In the listing below, tally each line that contains "bark". Reply with the total only.

*** Records supplied Section Begins ***

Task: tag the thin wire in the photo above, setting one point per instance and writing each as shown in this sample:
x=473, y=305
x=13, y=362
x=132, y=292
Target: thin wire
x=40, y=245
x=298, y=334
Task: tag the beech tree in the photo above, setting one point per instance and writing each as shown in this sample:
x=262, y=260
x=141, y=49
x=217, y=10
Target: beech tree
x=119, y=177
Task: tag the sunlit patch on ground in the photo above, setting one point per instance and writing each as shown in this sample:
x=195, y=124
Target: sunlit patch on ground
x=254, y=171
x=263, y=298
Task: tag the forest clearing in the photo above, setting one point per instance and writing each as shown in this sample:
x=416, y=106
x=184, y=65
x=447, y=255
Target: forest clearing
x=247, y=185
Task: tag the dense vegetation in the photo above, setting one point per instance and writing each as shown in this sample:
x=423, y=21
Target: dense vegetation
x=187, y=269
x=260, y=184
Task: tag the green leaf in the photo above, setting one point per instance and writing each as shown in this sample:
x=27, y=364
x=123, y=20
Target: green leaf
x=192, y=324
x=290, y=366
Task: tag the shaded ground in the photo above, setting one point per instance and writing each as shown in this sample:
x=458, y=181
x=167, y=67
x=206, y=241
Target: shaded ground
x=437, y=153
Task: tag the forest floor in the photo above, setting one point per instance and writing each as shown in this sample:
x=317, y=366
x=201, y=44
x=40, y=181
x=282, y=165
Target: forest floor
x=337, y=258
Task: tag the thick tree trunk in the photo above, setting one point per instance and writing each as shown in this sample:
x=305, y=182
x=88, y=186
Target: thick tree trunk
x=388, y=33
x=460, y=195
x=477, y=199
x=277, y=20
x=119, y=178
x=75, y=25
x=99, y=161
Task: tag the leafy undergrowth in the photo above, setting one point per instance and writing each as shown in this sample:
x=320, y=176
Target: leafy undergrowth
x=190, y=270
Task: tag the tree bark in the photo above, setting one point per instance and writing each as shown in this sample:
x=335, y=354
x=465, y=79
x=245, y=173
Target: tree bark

*** Records supplied Section Ends ***

Response below: 2